Consignes
1. Recopiez mot pour mot un passage du texte sur l'enseignement des mathématiques. Commencez aux mots « Je relis fébrilement » et arrêtez-vous après les mots « de ses cachettes. ».
2. D'après le texte sur l'enseignement des mathématiques, combien de boules blanches et de boules noires contient l'urne de l'exercice cité ?

=== Texte fourni ===

Les tables de multiplication se fichant du « mariage pour tous » et le carré de l’hypoténuse n’ayant pas d’avis sur les mérites comparés des différentes religions, les enseignants de mathématiques pouvaient jusque-là s’estimer à l’abri des questions décoloniales, des problématiques de genre et autres luttes intersectionnelles qui envahissent parfois les salles de cours. Las ! Ce temps des mathématiques comme havre de paix, où l’inclusion se rattachait à la théorie des ensembles plutôt qu’au racisme systémique, touche à sa fin.
C’est qu’il y a de quoi faire. Qu’on se le dise : les enseignants de mathématiques forment une horde sournoise de suprémacistes blancs. Cette révélation des plus préoccupantes nous est faite par un document concocté par une impressionnante brochette d’associations pédagogiques californiennes. On y apprend que « la culture de la suprématie blanche s’immisce dans les classes de mathématiques au travers des actes quotidiens des enseignants. Joints aux croyances qui les sous-tendent, ces actes perpétuent les préjudices à l’encontre des élèves noirs, latinos et allophones, en leur refusant un plein accès au monde des mathématiques ».
Je relis fébrilement les fiches d’exercices que je donne à mes étudiants… On tire deux boules d’une urne qui en contient huit blanches et cinq noires, déterminer la probabilité que les deux soient blanches… Devrais-je plutôt mettre des boules rouges et bleues ? Peut-être, mais ça ne suffira pas. Que croyais-je ? Ils sont repérés depuis longtemps, ces enseignants qui croient donner le change par des « modifications superficielles tels que le remplacement des prénoms dans les problèmes pour leur donner une tonalité plus ethnique ». Les spécialistes de la déconstruction du racisme dans l’instruction mathématique ne laisseront pas la bête immonde s’en sortir par de telles pirouettes ! Le suprémacisme blanc se doit d’être traqué dans chacune de ses cachettes.

=== Données fournies ===

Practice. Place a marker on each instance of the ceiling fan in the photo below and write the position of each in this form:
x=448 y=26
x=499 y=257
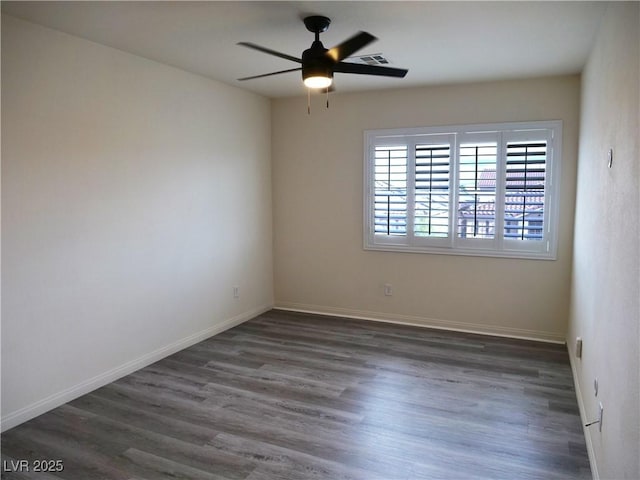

===

Résultats
1.
Je relis fébrilement les fiches d’exercices que je donne à mes étudiants… On tire deux boules d’une urne qui en contient huit blanches et cinq noires, déterminer la probabilité que les deux soient blanches… Devrais-je plutôt mettre des boules rouges et bleues ? Peut-être, mais ça ne suffira pas. Que croyais-je ? Ils sont repérés depuis longtemps, ces enseignants qui croient donner le change par des « modifications superficielles tels que le remplacement des prénoms dans les problèmes pour leur donner une tonalité plus ethnique ». Les spécialistes de la déconstruction du racisme dans l’instruction mathématique ne laisseront pas la bête immonde s’en sortir par de telles pirouettes ! Le suprémacisme blanc se doit d’être traqué dans chacune de ses cachettes.

2. Huit boules blanches et cinq boules noires.